#### 作業内容:
猛暑の夏に売れるものについての本文から、「梅雨明け前から猛暑日が続き、」から「ンやカリウムも摂取できます。」までの箇所を一字一句変えずに書き写してください。

#### 本文:
================================

猛暑の夏で売れるもの

 梅雨明け前から猛暑日が続き、私はすでに夏バテ気味です。夏はしっかり暑く、冬はしっかり寒いほうが経済にはよいと言いますが、こう暑くては行動も抑え気味。私に限っては、日本経済に余り貢献できていないように思います。
 さて猛暑の夏に売れる食品と言えば、「アイス・かき氷」「冷たい麺類」「茶系の飲み物や水」が定番。近年は、熱中症に対する予防意識が高まると共に高齢者ユーザーが加わって「スポーツ飲料」もよく売れています。また、漬け物も猛暑の夏には人気です。火を使わずしておかずになり、汗で失われる塩分補給に役立ち、野菜のビタミンやカリウムも摂取できます。
 外出先としては、「ショッピングモール」や「スーパー・コンビニ」「カフェ」など、エアコンが利いた場所が人気スポットになります。また初乗り料金が730円から410円に変更されて初めての夏を迎えた都内のタクシー業界も、猛暑に加え、ゲリラ豪雨の影響を受けて好調です。
 意外なものでは、使い捨てカイロが売れるそうです。キンキンに冷やされたオフィスで働く女性たちが暖を取るために求めます。同じくエアコン対策で売れているのが、加湿機能付きの製品です。空気が乾燥する冬に使う加湿器ですが、夏も、エアコンに一日当たっていると乾燥しやすいという理由から利用する生活者が増えていると言います。もうひとつ。大幸薬品の「正露丸」も夏にはよく売れます。水分や冷たい食品の取り過ぎや、エアコンが利いた部屋で就寝することでお腹が冷えるなど、夏特有の理由で下痢の症状を起こす生活者が増えるのが理由です。

================================

(座標注釈エントリー)
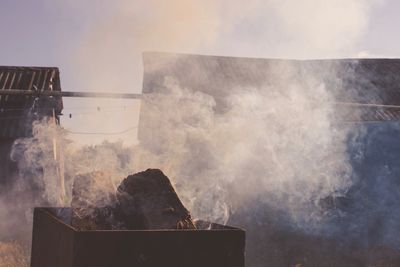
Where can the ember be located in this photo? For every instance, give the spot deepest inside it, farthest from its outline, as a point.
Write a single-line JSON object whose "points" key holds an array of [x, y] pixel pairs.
{"points": [[146, 200]]}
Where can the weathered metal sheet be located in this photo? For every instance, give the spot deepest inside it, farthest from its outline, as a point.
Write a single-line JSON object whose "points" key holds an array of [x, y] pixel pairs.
{"points": [[57, 244], [18, 111], [354, 81]]}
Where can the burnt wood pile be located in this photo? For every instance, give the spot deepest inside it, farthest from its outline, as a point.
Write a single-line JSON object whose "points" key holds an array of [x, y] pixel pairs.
{"points": [[145, 200]]}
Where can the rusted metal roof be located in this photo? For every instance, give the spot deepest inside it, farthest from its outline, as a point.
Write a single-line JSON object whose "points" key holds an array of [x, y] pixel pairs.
{"points": [[355, 84], [17, 112]]}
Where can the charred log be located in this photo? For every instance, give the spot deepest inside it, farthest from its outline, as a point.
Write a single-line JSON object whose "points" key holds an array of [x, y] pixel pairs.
{"points": [[149, 201]]}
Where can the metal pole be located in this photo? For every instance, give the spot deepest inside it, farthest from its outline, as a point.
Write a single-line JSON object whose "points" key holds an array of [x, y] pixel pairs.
{"points": [[68, 94]]}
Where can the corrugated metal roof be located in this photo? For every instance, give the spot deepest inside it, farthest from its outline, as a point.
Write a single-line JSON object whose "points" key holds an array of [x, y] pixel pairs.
{"points": [[365, 81], [18, 112]]}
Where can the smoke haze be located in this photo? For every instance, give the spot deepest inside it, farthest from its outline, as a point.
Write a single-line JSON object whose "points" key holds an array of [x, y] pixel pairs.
{"points": [[275, 146]]}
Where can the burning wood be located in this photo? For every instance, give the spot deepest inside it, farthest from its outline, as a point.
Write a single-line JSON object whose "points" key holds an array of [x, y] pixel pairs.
{"points": [[146, 200]]}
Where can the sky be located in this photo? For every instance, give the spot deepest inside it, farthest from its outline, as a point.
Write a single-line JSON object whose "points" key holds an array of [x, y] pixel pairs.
{"points": [[98, 45]]}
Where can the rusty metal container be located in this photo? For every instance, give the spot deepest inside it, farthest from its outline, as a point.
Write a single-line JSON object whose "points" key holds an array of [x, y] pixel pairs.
{"points": [[57, 244]]}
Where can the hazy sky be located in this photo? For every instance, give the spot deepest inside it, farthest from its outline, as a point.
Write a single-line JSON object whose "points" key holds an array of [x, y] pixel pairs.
{"points": [[97, 44]]}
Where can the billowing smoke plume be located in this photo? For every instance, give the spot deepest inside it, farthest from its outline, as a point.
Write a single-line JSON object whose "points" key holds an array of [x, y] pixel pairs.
{"points": [[275, 146]]}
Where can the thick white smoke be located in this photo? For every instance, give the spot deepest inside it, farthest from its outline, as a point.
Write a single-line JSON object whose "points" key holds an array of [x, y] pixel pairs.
{"points": [[277, 146]]}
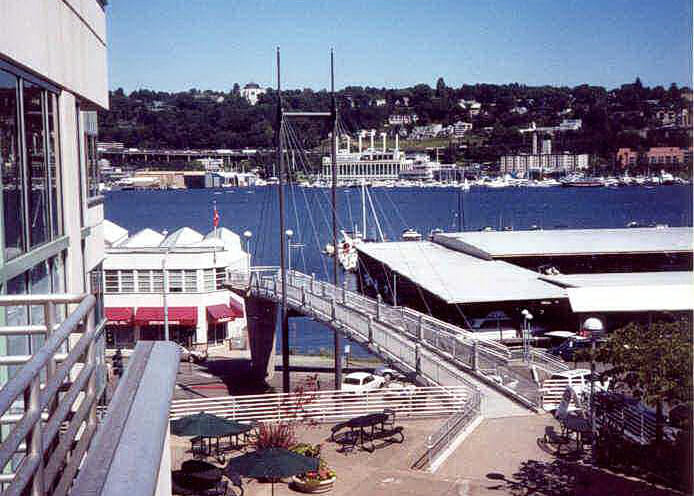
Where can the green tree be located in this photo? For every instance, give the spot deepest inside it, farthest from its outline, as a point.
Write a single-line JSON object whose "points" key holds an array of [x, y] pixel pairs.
{"points": [[654, 362]]}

================================

#### 解答:
梅雨明け前から猛暑日が続き、私はすでに夏バテ気味です。夏はしっかり暑く、冬はしっかり寒いほうが経済にはよいと言いますが、こう暑くては行動も抑え気味。私に限っては、日本経済に余り貢献できていないように思います。
 さて猛暑の夏に売れる食品と言えば、「アイス・かき氷」「冷たい麺類」「茶系の飲み物や水」が定番。近年は、熱中症に対する予防意識が高まると共に高齢者ユーザーが加わって「スポーツ飲料」もよく売れています。また、漬け物も猛暑の夏には人気です。火を使わずしておかずになり、汗で失われる塩分補給に役立ち、野菜のビタミンやカリウムも摂取できます。